- _REQUIREMENT_
Please repeat each line of the data exactly, with nothing left out.

(Referring expression data)
======

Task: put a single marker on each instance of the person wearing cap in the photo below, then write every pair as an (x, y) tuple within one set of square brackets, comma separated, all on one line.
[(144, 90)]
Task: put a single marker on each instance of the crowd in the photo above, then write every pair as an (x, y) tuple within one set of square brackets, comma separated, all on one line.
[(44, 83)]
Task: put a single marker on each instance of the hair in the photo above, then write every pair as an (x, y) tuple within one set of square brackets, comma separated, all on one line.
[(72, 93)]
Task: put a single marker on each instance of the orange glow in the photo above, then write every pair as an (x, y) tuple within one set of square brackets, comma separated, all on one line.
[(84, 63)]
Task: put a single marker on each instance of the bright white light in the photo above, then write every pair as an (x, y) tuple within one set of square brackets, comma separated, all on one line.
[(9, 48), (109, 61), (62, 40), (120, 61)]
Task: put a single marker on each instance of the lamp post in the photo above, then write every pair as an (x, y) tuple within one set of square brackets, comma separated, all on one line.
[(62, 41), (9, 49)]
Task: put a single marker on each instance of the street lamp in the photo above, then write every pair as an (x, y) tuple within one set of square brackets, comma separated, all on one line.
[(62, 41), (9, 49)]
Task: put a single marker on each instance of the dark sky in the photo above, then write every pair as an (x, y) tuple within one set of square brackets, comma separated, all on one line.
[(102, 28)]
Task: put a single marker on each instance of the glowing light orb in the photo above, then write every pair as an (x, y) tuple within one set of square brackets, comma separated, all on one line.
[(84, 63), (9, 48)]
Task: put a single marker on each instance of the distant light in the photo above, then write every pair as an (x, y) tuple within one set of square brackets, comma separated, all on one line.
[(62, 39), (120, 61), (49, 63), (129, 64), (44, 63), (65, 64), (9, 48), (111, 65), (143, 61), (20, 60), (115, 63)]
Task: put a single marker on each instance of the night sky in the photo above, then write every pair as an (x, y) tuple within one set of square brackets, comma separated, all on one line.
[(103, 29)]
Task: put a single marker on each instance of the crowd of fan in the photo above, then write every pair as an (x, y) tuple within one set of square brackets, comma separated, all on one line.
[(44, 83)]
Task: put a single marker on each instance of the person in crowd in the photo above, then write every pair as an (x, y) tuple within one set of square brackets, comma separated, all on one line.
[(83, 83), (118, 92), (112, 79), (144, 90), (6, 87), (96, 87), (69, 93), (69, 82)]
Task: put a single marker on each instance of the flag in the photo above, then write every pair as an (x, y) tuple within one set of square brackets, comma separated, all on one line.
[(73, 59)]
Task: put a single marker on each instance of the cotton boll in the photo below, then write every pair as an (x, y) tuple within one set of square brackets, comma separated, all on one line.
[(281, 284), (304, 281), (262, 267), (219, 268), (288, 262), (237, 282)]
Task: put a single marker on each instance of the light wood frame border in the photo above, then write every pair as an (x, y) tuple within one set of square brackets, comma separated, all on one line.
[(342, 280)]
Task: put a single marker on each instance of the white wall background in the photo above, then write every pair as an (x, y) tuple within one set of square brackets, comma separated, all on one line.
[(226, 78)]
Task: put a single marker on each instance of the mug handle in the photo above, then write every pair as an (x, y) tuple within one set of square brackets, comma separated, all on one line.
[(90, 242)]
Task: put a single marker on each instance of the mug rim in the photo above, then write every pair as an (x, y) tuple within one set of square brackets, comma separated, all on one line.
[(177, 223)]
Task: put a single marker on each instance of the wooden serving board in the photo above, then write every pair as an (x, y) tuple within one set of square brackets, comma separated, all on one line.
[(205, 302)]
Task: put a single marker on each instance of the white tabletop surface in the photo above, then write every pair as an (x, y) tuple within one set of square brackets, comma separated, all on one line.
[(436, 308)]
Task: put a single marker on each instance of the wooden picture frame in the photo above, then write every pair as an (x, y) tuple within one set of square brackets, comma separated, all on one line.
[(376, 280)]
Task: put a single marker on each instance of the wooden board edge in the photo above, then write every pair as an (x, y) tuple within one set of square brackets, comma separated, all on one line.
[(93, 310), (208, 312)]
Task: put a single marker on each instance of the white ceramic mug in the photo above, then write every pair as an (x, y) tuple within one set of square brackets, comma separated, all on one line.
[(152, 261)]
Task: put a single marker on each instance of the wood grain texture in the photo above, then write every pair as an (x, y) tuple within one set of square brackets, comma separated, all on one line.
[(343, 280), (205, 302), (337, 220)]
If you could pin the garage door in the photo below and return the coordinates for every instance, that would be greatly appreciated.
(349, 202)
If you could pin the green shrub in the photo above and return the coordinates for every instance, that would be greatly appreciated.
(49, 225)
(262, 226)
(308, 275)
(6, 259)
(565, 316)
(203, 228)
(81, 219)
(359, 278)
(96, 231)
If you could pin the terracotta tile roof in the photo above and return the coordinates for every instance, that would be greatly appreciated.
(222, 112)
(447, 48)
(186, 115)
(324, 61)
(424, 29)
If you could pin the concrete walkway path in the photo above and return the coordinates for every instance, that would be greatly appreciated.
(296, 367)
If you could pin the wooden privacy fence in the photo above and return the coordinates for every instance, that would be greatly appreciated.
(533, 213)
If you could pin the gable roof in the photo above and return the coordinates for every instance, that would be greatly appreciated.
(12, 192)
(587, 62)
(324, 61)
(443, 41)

======

- _OUTPUT OF THE TASK_
Task: put a single marker on each instance of the person wearing cap in the photo below, then write every pair as an (x, y) tuple within one set of square brackets, comma separated, all on one line.
[(144, 90)]
Task: put a single marker on each instance of the crowd in the photo above, then write every pair as an (x, y) tuple within one set of square brackets, comma separated, all on one line.
[(44, 83)]
Task: put a single marker on each instance of the hair in the photo above, then write every pair as an (x, y) tuple within one set of square brackets, comma separated, all on one line.
[(72, 93)]
Task: put a single marker on each instance of the orange glow in the photo above, then write every pair as an (x, y) tuple within one set of square brackets, comma separated, all on one line.
[(84, 63)]
Task: put a single marker on each instance of the bright white light in the photo above, then write every pair as an (x, y) tuple within one set of square brackets, comma separated, all on one line.
[(9, 48), (109, 61), (62, 40), (120, 61)]
Task: put a single marker on each instance of the lamp post in the photo above, then write every pair as an (x, y) tuple within one set of square brackets, comma separated, all on one line.
[(62, 41), (9, 49)]
Task: put a single marker on each instance of the street lamp in the photo above, then write every pair as an (x, y) tuple within one set of square brackets, comma separated, all on one line.
[(62, 41), (9, 49)]
Task: put a single marker on each instance of the dark sky in the photo above, then write every pair as an (x, y) tuple within one set of square brackets, comma separated, all on one line.
[(102, 28)]
Task: put a single marker on each instance of the glowing light orb in the photo above, then write every pair as an (x, y) tuple within one set of square brackets, comma separated, all on one line.
[(84, 63), (9, 48)]
Task: put a single marker on each instance of the distant light in the photo above, then write every pair as an (x, y) tuple within one set of square brackets, comma separated, all on one line.
[(62, 39), (120, 61), (49, 63), (129, 64), (44, 63), (65, 64), (9, 48), (111, 65), (143, 61), (20, 60), (115, 63)]
Task: put a single marker on each instance of the night sky in the photo above, then write every pair as an (x, y) tuple within one set of square brackets, comma separated, all on one line.
[(103, 29)]
Task: put a single marker on each instance of the crowd of fan in the photo above, then write every pair as an (x, y) tuple within one set of square brackets, comma separated, all on one line.
[(44, 83)]
Task: put a single marker on each instance of the person in crowd in the photo above, then write every pair as an (x, y) tuple within one set of square brackets, comma separated, all on one line.
[(83, 83), (118, 92), (112, 79), (144, 90), (6, 87), (96, 87), (69, 93), (69, 82)]
Task: put a single marker on each instance of the flag in the photo above, then write every pair as an (x, y) tuple within one set of square brackets, comma separated, all on one line.
[(73, 59)]
Task: put a single marker on each instance of the cotton boll in the photo below, then write every pair as an (x, y) tuple within one set of square brackets, comma separated, all on one line.
[(281, 284), (304, 281), (262, 267), (219, 268), (288, 262), (237, 282)]
Task: put a single marker on each instance of the light wood frame border in the photo above, then write every pair as an (x, y) tuple within one set of square brackets, comma separated, all on one line.
[(342, 280)]
Task: put a single marker on each instance of the white wall background in the photo above, then write every pair as an (x, y) tuple within one set of square brackets, comma separated, all on one line.
[(226, 78)]
Task: put a single marker on each instance of the mug handle in the photo above, then write every pair as an (x, y) tuple within one set of square brackets, comma separated, all on one line.
[(90, 242)]
Task: put a single marker on each instance of the mug rim in the photo above, then write every pair as an (x, y) tuple within one set of square brackets, comma separated, all on one line.
[(177, 223)]
Task: put a single marker on each instance of the wooden serving board in the photo above, then write every pair as an (x, y) tuple within one set of square brackets, comma separated, all on one line.
[(205, 302)]
Task: put a single marker on each instance of the white tabletop surface in the photo above, then write every pair as an (x, y) tuple within one set of square brackets, comma separated, all on one line.
[(436, 308)]
Task: put a single marker on each instance of the wooden picture frame in the photo above, then write every pair as an (x, y) tuple within one set of square brackets, comma separated, all on one line.
[(376, 280)]
Task: put a single marker on each instance of the wooden board edge in the photo above, then write every pair as an (x, y) tuple within one set of square brackets, comma separated, all on one line.
[(93, 310), (208, 312)]
Task: put a single marker on each instance of the white ceramic mug in the photo above, then write every pair as an (x, y) tuple within one set of square brackets, comma separated, all on one line.
[(152, 261)]
Task: put a single marker on each instance of the wood grain texture in the photo above, then write every pair as an (x, y) tuple within one set of square brackets, comma separated, all on one line.
[(343, 280), (205, 302), (337, 220)]
If you could pin the garage door in the photo below and return the coordinates for every instance, that would be greatly appreciated.
(349, 202)
If you could pin the green shrub in the photo above and return the coordinates for every instance, that would be greatly appreciated.
(49, 225)
(262, 226)
(308, 275)
(6, 259)
(565, 316)
(203, 228)
(81, 219)
(359, 278)
(96, 231)
If you could pin the terracotta tile roof in the photo above and return the coordinates for every instance, that would be greatly appreciated.
(222, 112)
(447, 48)
(186, 115)
(324, 61)
(424, 29)
If you could pin the concrete walkway path in the photo above and return the coordinates for every instance, that would be greatly appreciated.
(296, 367)
If you could pin the wooden privacy fence in the photo above and return the coordinates for every instance, that would be greatly appreciated.
(533, 213)
If you could pin the gable roof in the photo above and return the coordinates for every instance, that would be greatly appreciated.
(12, 192)
(587, 62)
(324, 61)
(443, 41)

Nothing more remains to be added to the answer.